# Document excerpt
How Clutter efficiently packs pallets
Recently, Clutter released a feature to present the optimal pallet composition for a given Stock Keeping Unit (SKU) in our internal iOS app for our warehouse team. It enables us to efficiently utilize warehouse and truck space and save time loading items onto pallets. This article will cover our approach to the pallet loading problem and briefly summarize the paper we implemented.
Why we built this
The way we stack our pallets has notable cross-cutting concerns:
Warehouse storage
- Utilizing our warehouse space more efficiently allows us to offer more space to more customers
- Customers want their inventory stored in the most efficient way possible, which helps lower their costs to sell it
Fulfillment
- When fulfilling shipments out of our warehouse, we want to make sure that we’re maximizing the number of items we put on the truck to make sure the whole order is fulfilled
- Minimizing empty space on the truck also reduces the chance of items being damaged while the truck is in motion
- Optimizing the pallet on inbound shipments can potentially reduce the amount of extra labor needed to prepare outbound shipments
- Saving time determining how to load pallets also helps lower costs
A good solution must produce demonstrably optimal results and be easy to understand for the end user, Clutter’s warehouse employees. This led us to the pallet loading problem. With iOS SpriteKit as the visualization tool, we were able to create a solution that meets these success criteria.

# Provided material
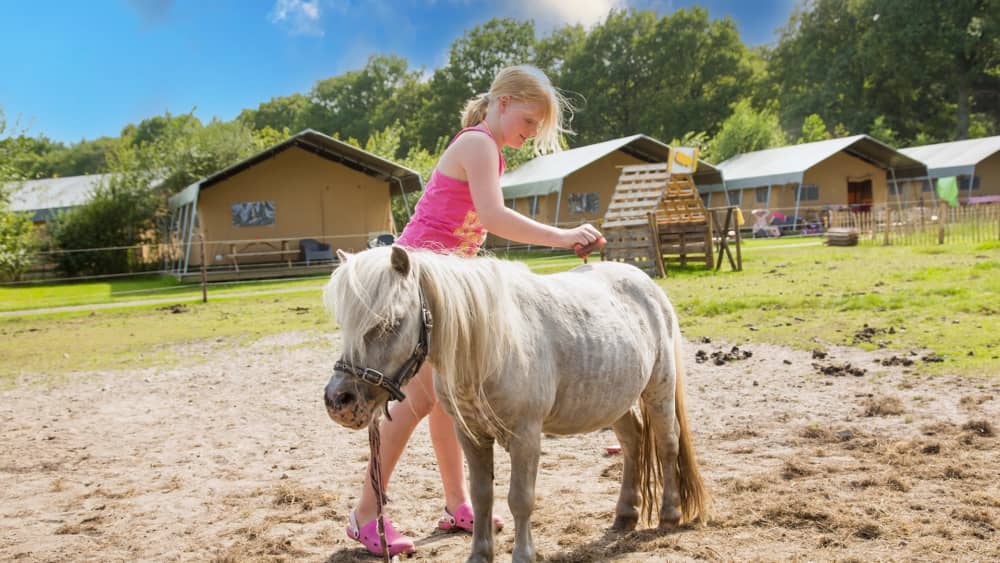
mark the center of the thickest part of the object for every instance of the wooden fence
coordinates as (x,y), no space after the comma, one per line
(917,226)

# To be done
Carry the article on how Clutter packs pallets forward from its final sentence.

# Output
What is an optimal pallet arrangement?
Before diving into the solution, we should define what an optimal pallet arrangement is. There are a number of formulations of the pallet loading problem with varying complexity. From optimizing a 3D composition with arbitrary rotations and boxes of different sizes, we pared the problem down to finding the optimal way to arrange the maximum number of identical boxes in a single, flat layer on a pallet. Or in other words, the composition of identical rectangles in a larger rectangle, with 90° rotations. This makes it easy for someone to follow a diagram of the optimal composition and stack to a given height.
Despite these constraints to the problem, determining the optimal composition may not be immediately obvious.
You can try it out for yourself with this realistic example! Given a SKU with dimensions 14” x 6” and a pallet with dimensions 48” x 40” (the size of a standard pallet), determine the composition that will fit the maximum number of that SKU.
Intuitively, we could use a bound determined by the areas of the SKU and pallet to determine the maximum number of boxes we could possibly place, i.e. ⎣(48*40)/(14*6)⎦ = 22. This bound may not always work to find the optimal box count, and still, knowing the optimal box count may not lead directly to an optimal composition.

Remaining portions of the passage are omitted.